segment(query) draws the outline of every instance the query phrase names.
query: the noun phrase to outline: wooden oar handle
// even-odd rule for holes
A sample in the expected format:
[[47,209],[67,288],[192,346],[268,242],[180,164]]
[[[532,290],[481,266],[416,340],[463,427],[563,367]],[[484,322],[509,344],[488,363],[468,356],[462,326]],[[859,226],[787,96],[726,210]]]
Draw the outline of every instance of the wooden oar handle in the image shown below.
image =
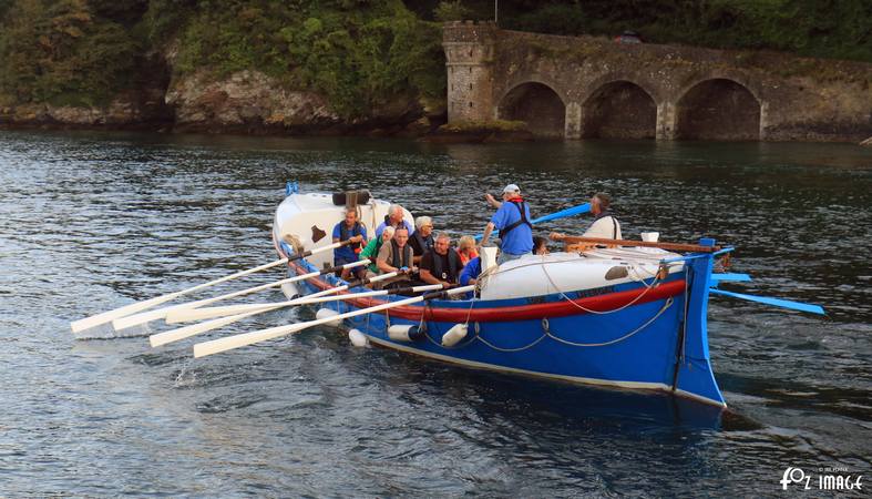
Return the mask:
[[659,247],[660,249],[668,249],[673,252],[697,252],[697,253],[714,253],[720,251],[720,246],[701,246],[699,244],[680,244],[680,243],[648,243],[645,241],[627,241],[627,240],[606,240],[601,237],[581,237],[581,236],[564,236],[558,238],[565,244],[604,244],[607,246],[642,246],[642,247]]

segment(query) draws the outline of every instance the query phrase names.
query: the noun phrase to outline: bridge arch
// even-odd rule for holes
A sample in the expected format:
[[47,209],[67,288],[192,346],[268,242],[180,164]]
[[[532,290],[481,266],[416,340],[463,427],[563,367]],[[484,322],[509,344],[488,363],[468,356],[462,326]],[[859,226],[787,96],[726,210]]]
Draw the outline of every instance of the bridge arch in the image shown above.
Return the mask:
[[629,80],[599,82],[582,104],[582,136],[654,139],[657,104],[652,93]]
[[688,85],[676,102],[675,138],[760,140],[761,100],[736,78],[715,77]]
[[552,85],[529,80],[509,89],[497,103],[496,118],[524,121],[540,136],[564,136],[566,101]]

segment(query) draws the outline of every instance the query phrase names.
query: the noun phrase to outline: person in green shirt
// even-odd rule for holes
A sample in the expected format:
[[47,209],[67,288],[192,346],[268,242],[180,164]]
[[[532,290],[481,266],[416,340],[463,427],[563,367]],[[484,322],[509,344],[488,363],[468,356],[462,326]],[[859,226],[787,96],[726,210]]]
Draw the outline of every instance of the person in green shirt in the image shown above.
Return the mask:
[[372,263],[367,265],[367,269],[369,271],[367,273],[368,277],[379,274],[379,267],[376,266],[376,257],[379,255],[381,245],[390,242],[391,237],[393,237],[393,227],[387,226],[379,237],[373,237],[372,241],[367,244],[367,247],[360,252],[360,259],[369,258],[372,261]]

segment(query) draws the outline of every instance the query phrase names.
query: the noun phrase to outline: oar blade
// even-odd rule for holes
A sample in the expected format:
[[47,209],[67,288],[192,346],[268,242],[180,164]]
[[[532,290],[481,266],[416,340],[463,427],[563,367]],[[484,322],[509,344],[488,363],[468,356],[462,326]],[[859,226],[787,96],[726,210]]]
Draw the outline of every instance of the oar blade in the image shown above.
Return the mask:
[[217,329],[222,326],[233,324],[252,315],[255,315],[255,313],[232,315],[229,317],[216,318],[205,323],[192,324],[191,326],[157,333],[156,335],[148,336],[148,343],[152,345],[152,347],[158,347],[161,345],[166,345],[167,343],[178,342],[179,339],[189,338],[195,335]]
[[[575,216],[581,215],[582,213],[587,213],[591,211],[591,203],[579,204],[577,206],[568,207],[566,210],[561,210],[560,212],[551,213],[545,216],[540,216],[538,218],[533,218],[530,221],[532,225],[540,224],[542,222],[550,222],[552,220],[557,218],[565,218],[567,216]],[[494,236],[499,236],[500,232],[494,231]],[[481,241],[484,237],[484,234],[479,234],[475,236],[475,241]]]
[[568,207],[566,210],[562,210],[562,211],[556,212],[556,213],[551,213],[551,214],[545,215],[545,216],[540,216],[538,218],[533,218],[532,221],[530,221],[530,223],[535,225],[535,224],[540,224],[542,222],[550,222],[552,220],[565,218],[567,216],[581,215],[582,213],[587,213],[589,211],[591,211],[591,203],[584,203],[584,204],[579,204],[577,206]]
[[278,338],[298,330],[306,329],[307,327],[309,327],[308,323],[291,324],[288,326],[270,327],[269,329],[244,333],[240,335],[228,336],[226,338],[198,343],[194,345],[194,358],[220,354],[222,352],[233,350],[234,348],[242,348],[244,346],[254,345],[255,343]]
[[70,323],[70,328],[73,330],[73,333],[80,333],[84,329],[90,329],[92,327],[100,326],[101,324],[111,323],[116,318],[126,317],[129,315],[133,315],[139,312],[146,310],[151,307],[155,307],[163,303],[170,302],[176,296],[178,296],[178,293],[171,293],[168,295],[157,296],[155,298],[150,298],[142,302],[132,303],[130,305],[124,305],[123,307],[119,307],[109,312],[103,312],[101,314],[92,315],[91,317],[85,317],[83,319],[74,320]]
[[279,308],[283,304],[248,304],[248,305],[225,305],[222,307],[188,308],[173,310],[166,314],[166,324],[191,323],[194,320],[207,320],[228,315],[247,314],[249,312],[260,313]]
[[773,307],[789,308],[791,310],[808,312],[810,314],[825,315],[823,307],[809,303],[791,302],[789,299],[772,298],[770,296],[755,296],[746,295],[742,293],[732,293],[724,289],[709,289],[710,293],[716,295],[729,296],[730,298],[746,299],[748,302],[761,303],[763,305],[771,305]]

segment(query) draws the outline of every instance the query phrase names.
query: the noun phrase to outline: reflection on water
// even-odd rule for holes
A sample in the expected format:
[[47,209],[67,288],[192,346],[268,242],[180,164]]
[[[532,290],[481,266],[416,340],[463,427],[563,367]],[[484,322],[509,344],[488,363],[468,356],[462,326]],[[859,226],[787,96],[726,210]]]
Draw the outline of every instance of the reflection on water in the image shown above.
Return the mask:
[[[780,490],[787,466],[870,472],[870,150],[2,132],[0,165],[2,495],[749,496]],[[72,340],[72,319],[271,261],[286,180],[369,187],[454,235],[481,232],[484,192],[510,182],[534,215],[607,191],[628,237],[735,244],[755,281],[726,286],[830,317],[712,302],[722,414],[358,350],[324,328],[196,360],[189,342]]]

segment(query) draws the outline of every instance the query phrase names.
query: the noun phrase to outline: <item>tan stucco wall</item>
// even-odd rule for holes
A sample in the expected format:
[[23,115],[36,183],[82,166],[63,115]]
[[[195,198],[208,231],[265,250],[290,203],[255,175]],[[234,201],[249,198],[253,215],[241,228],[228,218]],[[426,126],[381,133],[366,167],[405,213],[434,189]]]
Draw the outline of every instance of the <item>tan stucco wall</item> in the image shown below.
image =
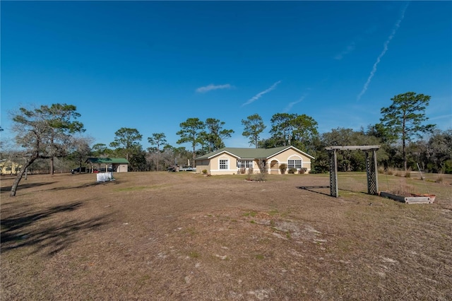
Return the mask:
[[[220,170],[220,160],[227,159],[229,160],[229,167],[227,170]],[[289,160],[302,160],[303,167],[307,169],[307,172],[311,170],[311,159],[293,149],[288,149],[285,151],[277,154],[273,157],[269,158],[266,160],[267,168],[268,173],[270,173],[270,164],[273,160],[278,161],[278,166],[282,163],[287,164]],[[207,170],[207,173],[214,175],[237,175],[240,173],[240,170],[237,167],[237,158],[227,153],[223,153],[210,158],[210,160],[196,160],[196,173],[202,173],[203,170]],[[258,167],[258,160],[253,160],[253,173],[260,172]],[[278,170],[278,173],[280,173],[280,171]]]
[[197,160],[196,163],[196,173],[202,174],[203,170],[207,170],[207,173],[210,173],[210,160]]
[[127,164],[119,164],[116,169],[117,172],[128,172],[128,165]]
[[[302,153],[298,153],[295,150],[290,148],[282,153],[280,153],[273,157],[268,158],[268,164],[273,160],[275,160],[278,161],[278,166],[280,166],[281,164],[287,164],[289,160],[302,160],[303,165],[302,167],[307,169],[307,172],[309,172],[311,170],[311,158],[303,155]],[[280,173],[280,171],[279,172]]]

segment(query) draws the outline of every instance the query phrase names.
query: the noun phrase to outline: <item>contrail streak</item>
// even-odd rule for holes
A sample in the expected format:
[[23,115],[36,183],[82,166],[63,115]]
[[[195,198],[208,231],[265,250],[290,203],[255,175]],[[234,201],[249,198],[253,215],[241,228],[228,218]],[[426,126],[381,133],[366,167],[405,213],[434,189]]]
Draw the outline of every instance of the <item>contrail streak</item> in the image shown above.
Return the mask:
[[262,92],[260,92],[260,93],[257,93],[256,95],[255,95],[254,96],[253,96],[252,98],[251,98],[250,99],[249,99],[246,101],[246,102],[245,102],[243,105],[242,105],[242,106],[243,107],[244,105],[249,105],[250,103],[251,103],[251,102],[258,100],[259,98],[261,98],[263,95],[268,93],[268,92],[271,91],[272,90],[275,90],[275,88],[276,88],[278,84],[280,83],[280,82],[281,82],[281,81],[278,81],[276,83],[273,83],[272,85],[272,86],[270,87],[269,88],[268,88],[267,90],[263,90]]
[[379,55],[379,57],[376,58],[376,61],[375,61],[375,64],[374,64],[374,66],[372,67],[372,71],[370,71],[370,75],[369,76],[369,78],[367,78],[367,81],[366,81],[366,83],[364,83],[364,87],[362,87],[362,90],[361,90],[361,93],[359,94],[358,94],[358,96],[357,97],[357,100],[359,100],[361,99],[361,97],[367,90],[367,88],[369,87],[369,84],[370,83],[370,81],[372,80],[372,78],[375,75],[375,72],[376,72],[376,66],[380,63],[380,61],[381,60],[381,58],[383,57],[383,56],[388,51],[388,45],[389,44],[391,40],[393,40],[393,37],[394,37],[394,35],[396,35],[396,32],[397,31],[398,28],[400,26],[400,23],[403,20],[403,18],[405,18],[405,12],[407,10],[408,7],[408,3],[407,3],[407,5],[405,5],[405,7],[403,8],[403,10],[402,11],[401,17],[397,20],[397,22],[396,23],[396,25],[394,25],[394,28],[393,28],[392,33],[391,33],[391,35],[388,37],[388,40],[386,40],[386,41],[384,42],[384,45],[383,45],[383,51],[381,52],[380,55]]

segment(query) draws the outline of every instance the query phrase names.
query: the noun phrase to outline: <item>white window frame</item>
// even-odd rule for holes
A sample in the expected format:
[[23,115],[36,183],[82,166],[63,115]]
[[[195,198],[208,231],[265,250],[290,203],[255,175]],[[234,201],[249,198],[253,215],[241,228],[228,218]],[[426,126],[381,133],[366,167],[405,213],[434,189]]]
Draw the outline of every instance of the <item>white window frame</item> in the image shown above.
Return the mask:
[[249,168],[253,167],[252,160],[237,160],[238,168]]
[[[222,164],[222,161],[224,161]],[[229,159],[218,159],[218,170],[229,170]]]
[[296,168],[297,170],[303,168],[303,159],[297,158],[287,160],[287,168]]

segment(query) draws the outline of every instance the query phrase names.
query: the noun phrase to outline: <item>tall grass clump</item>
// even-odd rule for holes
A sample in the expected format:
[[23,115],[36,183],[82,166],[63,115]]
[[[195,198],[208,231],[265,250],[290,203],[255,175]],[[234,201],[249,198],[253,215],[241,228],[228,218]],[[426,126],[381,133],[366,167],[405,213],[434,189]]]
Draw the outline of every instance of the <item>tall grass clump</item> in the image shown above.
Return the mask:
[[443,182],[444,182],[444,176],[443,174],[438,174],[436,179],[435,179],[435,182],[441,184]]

==

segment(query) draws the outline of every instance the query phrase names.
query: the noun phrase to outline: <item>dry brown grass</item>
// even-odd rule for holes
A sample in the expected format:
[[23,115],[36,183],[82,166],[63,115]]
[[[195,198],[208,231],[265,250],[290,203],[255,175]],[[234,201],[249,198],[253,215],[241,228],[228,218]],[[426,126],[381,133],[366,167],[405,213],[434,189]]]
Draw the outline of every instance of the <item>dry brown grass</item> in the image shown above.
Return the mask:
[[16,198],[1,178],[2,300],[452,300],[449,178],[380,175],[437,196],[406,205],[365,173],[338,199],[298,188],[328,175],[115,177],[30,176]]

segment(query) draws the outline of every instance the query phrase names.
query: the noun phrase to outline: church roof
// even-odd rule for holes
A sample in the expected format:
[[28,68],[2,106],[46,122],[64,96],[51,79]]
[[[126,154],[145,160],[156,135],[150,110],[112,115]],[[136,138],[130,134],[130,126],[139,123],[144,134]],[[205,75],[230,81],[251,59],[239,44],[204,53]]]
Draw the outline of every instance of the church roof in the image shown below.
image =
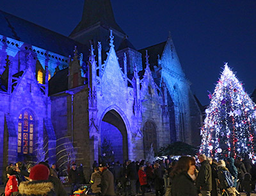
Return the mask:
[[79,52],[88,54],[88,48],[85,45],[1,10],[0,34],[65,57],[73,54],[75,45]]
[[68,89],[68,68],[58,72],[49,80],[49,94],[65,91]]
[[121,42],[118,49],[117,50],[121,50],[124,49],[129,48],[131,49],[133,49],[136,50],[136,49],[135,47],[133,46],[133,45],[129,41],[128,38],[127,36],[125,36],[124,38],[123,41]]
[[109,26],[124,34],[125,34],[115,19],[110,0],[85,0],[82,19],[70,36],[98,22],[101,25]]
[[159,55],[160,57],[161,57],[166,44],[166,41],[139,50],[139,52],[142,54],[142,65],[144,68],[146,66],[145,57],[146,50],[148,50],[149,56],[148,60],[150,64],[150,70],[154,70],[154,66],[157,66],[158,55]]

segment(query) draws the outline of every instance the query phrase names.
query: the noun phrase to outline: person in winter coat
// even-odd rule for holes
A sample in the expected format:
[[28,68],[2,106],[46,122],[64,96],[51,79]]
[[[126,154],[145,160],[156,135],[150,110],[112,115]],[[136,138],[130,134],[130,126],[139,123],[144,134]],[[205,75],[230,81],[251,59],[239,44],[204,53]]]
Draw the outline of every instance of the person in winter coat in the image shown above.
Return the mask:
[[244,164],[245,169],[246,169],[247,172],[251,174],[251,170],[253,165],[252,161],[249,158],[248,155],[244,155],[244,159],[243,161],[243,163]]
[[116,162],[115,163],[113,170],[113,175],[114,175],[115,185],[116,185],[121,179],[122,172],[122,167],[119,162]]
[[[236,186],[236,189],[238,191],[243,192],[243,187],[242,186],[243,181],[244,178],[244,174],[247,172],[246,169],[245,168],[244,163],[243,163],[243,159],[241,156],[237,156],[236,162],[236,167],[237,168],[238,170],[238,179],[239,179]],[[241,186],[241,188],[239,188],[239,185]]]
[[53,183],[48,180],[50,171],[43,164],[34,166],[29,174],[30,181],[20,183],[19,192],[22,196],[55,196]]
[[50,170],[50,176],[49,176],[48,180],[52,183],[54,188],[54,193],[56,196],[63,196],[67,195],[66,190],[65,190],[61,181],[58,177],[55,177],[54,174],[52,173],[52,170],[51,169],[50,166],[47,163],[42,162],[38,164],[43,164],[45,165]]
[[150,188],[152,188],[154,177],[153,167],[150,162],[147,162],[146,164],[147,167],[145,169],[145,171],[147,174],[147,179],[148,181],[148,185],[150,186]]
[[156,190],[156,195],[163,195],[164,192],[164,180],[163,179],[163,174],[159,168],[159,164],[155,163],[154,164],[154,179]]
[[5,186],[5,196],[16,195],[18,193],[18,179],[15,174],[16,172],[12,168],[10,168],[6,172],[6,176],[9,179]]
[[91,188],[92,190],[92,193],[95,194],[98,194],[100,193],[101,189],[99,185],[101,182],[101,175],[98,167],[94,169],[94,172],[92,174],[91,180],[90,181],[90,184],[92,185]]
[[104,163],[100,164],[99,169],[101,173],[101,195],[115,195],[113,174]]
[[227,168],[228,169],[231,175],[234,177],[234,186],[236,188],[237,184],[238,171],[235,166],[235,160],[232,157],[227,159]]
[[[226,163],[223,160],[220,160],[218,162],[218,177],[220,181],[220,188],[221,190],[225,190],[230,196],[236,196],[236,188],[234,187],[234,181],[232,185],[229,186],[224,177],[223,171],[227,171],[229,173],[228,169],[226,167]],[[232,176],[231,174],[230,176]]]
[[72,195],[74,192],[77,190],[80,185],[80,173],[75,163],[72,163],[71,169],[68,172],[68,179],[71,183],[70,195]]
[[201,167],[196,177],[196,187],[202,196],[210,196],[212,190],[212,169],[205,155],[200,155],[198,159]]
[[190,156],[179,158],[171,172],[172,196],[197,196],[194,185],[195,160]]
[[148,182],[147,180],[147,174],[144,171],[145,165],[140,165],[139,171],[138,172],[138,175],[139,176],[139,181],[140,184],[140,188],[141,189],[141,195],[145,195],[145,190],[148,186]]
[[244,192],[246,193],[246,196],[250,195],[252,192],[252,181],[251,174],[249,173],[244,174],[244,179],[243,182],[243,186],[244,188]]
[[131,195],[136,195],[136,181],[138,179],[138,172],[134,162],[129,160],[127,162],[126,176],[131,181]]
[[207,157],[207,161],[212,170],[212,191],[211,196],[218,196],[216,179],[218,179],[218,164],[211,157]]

What is being asked:
List every line in the data above that contains the string "water", treating uppercase and lowercase as different.

Response:
query: the noun phrase to outline: reflection on water
Draw the outline of every instance of the reflection on water in the image shown above.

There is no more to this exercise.